Contour labeling entries:
━━━━━━━━

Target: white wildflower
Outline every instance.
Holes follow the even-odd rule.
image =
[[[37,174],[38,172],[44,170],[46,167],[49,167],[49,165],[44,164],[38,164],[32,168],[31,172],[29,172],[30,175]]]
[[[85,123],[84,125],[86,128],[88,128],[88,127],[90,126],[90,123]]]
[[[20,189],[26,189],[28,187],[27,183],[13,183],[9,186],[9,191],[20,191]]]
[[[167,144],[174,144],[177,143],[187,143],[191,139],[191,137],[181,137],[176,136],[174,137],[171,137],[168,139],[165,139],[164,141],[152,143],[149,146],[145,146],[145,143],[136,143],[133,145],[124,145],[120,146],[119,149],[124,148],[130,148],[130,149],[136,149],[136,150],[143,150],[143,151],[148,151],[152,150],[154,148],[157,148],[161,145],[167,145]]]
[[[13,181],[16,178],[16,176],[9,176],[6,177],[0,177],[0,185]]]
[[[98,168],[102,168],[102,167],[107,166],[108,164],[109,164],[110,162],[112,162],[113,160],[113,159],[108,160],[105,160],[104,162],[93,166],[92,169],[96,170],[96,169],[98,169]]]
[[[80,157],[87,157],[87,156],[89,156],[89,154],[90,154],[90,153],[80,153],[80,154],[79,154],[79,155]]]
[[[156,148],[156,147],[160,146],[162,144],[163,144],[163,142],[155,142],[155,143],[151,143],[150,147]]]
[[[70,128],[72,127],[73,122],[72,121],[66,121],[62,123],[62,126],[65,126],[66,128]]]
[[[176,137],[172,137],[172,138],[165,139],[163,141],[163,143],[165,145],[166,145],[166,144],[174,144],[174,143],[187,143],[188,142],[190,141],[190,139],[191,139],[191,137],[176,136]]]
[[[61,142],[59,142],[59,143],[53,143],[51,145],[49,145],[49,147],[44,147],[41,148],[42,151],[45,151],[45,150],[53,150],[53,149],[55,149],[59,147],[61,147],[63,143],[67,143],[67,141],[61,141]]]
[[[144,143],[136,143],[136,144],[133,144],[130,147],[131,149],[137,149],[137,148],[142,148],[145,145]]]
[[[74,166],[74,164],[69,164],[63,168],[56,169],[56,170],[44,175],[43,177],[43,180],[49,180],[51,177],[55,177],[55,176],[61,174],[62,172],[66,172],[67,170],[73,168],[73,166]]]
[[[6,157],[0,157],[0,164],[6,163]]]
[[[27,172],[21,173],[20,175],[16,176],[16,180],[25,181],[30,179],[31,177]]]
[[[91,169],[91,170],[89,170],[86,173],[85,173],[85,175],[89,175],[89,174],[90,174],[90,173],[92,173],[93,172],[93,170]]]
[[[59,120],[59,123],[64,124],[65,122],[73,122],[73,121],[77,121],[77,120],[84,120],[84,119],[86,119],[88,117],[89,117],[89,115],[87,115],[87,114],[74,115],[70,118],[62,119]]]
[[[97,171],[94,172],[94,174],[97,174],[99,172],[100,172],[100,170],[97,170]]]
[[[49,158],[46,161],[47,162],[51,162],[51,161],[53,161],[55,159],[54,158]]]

━━━━━━━━

WHAT NEEDS TO BE DONE: Copy all of the records above, line for line, without changing anything.

RESPONSE TO THIS EXERCISE:
Target: white wildflower
Outline every instance.
Holes follow the even-odd rule.
image =
[[[37,174],[38,172],[44,170],[46,167],[49,167],[49,165],[44,164],[38,164],[32,168],[31,172],[29,172],[30,175]]]
[[[85,123],[84,125],[86,128],[88,128],[88,127],[90,126],[90,123]]]
[[[20,189],[26,189],[28,187],[27,183],[13,183],[9,186],[9,191],[20,191]]]
[[[167,144],[174,144],[177,143],[187,143],[191,139],[191,137],[181,137],[176,136],[174,137],[171,137],[168,139],[165,139],[164,141],[152,143],[149,146],[145,146],[145,143],[136,143],[133,145],[124,145],[120,146],[119,149],[124,148],[130,148],[130,149],[136,149],[136,150],[143,150],[143,151],[148,151],[152,150],[154,148],[157,148],[161,145],[167,145]]]
[[[13,181],[16,178],[16,176],[9,176],[6,177],[0,177],[0,185]]]
[[[98,168],[102,168],[102,167],[107,166],[108,164],[109,164],[110,162],[112,162],[113,160],[113,159],[108,160],[105,160],[104,162],[93,166],[92,169],[96,170],[96,169],[98,169]]]
[[[80,157],[87,157],[87,156],[89,156],[89,154],[90,154],[90,153],[80,153],[80,154],[79,154],[79,155]]]
[[[156,148],[156,147],[160,146],[162,144],[163,144],[163,142],[155,142],[155,143],[151,143],[150,147]]]
[[[70,128],[72,127],[73,122],[72,121],[66,121],[62,123],[62,126],[65,126],[66,128]]]
[[[176,137],[172,137],[172,138],[165,139],[163,141],[163,143],[165,145],[166,145],[166,144],[174,144],[174,143],[187,143],[188,142],[190,141],[190,139],[191,139],[191,137],[176,136]]]
[[[61,142],[59,142],[59,143],[53,143],[51,145],[49,145],[49,147],[44,147],[41,148],[42,151],[45,151],[45,150],[53,150],[53,149],[55,149],[59,147],[61,147],[63,143],[67,143],[67,141],[61,141]]]
[[[144,143],[136,143],[136,144],[133,144],[130,147],[131,149],[137,149],[137,148],[142,148],[145,145]]]
[[[74,166],[74,164],[69,164],[63,168],[56,169],[56,170],[44,175],[43,177],[43,180],[49,180],[51,177],[55,177],[55,176],[61,174],[62,172],[66,172],[67,170],[73,168],[73,166]]]
[[[6,157],[0,157],[0,164],[6,163]]]
[[[27,172],[21,173],[20,175],[16,176],[16,180],[25,181],[30,179],[31,177]]]
[[[91,169],[91,170],[89,170],[86,173],[85,173],[85,175],[89,175],[89,174],[90,174],[90,173],[92,173],[93,172],[93,170]]]
[[[59,120],[59,123],[64,124],[65,122],[73,122],[73,121],[77,121],[77,120],[84,120],[84,119],[86,119],[88,117],[89,117],[89,115],[87,115],[87,114],[74,115],[70,118],[62,119]]]
[[[97,171],[94,172],[94,174],[97,174],[99,172],[100,172],[100,170],[97,170]]]
[[[49,158],[46,161],[47,162],[51,162],[51,161],[53,161],[55,159],[54,158]]]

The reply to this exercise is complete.